— START OF Records supplied —
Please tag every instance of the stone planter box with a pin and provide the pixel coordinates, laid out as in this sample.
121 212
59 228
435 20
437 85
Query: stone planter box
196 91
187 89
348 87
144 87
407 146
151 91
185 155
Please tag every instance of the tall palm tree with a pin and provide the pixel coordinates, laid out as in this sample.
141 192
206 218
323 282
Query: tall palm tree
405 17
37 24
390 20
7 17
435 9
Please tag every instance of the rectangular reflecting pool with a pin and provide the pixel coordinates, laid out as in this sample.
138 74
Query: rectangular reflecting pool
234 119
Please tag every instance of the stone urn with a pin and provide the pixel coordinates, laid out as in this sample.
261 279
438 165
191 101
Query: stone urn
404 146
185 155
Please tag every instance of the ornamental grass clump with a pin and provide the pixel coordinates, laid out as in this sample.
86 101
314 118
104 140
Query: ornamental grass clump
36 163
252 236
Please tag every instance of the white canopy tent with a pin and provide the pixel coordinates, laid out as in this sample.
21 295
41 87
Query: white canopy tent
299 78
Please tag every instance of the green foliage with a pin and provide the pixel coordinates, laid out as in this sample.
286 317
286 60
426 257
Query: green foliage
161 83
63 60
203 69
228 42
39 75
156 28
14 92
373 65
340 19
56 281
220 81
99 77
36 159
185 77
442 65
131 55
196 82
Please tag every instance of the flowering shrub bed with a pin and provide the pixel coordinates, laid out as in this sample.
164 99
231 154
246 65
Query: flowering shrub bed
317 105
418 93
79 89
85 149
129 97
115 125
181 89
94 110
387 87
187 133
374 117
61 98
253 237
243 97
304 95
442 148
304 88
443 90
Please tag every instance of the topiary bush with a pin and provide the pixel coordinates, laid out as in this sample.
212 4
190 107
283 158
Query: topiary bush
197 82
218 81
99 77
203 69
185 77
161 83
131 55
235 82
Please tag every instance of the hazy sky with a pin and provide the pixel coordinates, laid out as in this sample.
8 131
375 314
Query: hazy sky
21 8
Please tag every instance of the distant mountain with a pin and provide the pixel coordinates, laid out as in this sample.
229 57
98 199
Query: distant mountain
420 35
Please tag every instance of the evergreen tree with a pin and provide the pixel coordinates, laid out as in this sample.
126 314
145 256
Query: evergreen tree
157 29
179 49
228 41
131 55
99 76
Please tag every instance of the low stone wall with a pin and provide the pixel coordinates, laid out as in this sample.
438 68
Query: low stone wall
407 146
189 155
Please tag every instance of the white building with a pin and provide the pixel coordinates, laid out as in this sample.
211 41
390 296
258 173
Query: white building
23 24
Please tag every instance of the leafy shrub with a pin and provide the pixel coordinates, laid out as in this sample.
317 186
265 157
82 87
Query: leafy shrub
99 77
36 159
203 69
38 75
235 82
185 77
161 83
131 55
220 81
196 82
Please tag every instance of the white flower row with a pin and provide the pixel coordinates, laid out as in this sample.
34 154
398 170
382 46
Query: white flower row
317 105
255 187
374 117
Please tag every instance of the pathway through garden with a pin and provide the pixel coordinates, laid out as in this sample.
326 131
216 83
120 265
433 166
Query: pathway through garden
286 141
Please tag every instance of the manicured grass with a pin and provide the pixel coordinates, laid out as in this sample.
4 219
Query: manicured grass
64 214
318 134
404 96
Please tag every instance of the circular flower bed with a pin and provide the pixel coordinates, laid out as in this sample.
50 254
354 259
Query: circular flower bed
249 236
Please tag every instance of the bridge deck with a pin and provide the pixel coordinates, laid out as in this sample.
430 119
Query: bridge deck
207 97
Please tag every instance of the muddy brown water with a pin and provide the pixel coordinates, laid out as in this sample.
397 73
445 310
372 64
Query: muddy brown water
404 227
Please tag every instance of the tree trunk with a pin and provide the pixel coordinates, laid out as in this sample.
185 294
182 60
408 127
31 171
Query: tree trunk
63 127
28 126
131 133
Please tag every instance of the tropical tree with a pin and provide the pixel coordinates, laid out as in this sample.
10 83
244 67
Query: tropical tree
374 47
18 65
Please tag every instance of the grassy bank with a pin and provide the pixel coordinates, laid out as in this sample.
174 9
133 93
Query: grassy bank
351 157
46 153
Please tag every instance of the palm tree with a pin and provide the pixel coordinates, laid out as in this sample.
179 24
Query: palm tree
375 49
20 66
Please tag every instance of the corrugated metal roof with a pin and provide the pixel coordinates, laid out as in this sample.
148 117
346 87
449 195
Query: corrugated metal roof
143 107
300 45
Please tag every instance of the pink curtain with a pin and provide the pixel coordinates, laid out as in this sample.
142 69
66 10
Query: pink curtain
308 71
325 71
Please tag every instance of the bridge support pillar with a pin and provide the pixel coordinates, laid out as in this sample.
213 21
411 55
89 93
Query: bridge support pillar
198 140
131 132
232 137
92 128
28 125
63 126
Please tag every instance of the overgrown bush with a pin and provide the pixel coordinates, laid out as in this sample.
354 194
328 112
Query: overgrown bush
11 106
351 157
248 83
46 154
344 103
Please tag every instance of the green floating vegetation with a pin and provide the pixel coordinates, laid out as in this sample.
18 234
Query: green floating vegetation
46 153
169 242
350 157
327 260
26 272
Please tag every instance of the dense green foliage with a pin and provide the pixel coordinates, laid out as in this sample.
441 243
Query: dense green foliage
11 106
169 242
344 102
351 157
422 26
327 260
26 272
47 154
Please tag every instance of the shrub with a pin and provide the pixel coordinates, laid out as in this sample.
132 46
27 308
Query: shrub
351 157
— END OF Records supplied —
— START OF Records supplied —
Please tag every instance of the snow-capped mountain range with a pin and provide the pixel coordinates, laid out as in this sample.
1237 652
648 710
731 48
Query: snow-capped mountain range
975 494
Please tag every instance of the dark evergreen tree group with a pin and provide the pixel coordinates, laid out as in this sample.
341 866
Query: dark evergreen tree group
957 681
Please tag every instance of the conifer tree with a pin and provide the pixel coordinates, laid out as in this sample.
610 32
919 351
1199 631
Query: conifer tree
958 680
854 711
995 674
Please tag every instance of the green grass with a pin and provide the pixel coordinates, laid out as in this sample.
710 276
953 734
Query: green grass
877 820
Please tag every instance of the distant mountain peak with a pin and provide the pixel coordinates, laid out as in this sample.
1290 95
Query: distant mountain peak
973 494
— END OF Records supplied —
Task to complete:
Pick out every line in the items above that contains the word "curtain" and copy each of those lines. Case counts.

Written reply:
Please tag every instance of the pink curtain with a pin and provide the pixel coordinates, laid out as in this sample.
Query: pink curtain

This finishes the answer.